Records from a data source:
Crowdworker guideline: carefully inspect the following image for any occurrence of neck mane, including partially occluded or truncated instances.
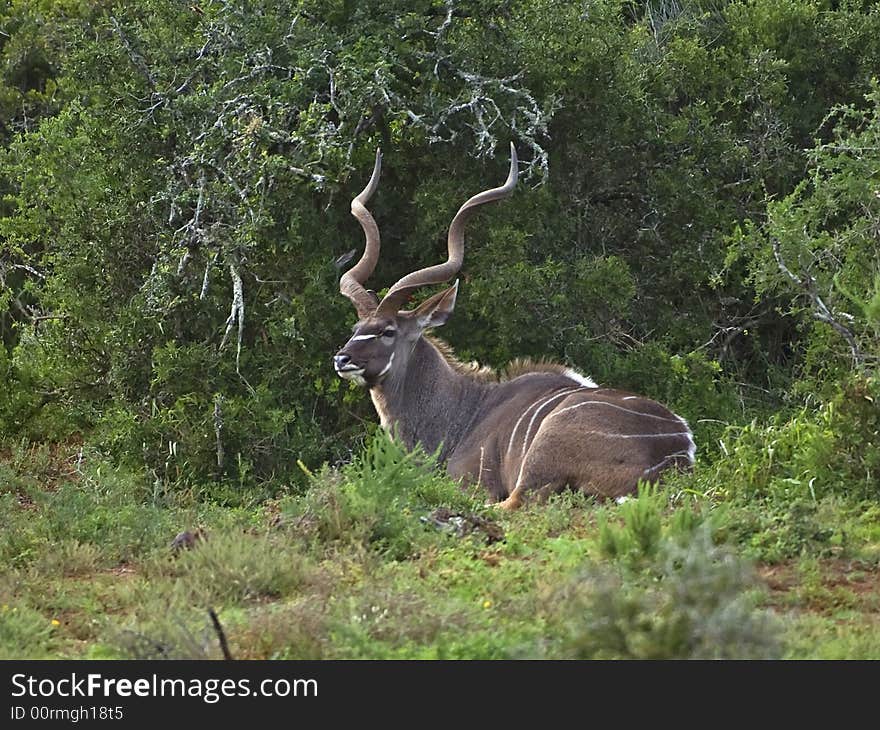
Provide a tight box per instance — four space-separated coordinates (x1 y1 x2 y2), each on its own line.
370 336 571 462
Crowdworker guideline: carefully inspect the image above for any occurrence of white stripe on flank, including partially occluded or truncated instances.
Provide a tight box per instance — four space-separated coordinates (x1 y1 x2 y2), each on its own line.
562 368 598 388
510 388 586 456
507 388 583 454
676 416 697 464
584 426 691 439
548 400 690 420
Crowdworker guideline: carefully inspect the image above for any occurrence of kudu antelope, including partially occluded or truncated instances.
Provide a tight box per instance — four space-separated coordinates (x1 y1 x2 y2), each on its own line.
333 145 696 509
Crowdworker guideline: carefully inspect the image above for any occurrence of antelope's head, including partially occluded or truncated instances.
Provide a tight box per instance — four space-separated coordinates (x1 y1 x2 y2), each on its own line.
333 143 518 388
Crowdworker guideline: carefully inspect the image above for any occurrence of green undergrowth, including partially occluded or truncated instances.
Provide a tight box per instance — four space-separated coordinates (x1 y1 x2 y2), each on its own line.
0 420 880 659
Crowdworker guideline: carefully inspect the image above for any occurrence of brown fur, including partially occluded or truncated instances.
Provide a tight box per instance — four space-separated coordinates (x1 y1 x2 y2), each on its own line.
340 312 694 508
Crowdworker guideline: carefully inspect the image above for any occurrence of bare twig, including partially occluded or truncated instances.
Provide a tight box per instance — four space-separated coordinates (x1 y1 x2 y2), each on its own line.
208 608 232 662
771 238 865 367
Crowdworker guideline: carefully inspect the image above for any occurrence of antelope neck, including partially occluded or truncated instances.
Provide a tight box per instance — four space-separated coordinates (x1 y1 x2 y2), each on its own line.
370 337 491 462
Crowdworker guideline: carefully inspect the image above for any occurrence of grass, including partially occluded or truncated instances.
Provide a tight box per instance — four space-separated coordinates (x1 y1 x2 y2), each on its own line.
0 437 880 659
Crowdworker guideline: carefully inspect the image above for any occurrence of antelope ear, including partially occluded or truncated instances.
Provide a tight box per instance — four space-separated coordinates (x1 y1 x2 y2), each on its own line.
412 279 458 330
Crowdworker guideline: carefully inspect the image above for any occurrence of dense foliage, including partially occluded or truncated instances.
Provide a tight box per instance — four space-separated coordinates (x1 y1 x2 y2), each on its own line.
0 0 880 658
0 0 880 486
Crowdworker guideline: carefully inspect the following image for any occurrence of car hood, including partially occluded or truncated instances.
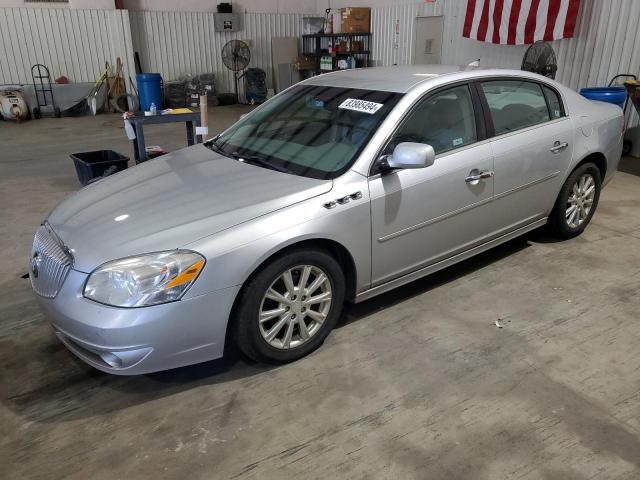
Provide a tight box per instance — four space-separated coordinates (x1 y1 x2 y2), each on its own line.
47 145 333 273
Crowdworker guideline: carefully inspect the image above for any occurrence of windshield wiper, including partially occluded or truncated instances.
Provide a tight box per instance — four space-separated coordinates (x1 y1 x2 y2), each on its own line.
231 152 291 173
204 137 229 156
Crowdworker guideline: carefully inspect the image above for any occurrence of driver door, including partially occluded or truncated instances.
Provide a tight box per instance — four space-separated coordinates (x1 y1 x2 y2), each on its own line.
369 84 494 286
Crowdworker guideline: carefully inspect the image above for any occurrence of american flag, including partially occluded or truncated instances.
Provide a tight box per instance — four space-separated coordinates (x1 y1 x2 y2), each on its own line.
462 0 580 45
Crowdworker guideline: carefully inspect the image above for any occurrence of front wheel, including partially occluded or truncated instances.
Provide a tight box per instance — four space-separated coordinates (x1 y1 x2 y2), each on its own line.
549 163 602 238
232 249 345 363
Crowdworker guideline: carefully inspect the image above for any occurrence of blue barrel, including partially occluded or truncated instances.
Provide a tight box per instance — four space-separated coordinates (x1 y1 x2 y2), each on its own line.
580 87 627 108
136 73 162 111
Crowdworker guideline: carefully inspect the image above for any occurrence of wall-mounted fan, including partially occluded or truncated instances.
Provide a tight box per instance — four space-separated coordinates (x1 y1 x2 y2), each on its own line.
222 40 251 102
522 40 558 78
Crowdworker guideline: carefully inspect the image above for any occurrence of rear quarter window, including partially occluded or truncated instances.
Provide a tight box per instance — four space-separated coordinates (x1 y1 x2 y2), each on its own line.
542 85 564 120
481 80 550 135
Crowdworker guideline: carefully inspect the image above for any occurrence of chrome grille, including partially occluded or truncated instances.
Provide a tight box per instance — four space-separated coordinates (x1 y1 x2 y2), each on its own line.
29 224 73 298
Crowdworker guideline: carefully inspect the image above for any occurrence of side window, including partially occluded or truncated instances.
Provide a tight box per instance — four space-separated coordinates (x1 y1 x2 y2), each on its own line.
542 86 563 120
481 80 550 135
385 85 477 154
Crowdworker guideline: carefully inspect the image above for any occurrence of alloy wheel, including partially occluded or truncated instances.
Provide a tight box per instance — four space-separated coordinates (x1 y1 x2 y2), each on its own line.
565 173 596 228
258 265 332 350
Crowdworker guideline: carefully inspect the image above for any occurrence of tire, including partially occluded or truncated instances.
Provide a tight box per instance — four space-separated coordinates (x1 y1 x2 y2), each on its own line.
547 163 602 238
232 249 346 364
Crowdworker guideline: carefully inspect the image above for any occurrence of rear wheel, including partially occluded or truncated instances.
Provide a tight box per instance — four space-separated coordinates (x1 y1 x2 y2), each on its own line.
233 249 345 363
549 163 602 238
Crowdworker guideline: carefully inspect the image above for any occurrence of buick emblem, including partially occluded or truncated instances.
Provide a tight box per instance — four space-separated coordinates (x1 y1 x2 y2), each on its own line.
31 252 42 278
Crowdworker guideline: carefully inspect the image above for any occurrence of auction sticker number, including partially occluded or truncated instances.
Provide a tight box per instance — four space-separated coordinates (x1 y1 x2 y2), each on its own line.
338 98 383 115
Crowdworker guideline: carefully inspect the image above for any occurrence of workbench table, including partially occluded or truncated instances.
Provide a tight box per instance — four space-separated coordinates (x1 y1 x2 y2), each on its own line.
129 112 200 163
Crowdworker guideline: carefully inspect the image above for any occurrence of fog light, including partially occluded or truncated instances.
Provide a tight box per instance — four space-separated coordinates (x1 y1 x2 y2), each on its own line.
99 352 122 368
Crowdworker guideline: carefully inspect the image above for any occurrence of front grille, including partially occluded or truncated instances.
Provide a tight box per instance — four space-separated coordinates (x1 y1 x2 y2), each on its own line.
29 223 73 298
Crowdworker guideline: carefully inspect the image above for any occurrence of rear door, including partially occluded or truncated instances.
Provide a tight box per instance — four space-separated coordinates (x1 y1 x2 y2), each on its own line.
478 78 573 233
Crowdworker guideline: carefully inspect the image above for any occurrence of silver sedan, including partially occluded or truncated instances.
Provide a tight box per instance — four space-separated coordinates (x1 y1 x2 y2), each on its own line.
30 65 624 375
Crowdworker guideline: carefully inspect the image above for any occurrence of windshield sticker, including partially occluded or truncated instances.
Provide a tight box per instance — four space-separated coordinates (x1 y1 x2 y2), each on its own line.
338 98 383 115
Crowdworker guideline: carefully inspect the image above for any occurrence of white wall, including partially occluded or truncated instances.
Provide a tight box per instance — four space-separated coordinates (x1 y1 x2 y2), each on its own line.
124 0 317 13
129 11 302 92
0 0 115 10
0 8 135 84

» **OBJECTIVE**
Recast the items, starting at the line containing "sticker, including partially occluded or truncated instances." and ending with the last line of the items, as a JSON list of strings with one string per line and blank lines omitted.

» **CORRECT RESULT**
[
  "Crowdworker guideline: carefully inspect the image above for any occurrence of windshield sticker, including partially occluded or truncated instances.",
  "Provide a tight box per instance — four space-separated coordinates (x1 y1 x2 y2), each on its own line.",
  "338 98 383 115",
  "Crowdworker guideline: carefully inspect the image above for any occurrence of white wall, including partially occluded or truncated instances.",
  "Provide a tight box per instance — four space-separated coordinates (x1 y1 x2 y2), each on its own line.",
  "124 0 317 13",
  "129 11 302 92",
  "0 0 115 10",
  "0 8 135 84"
]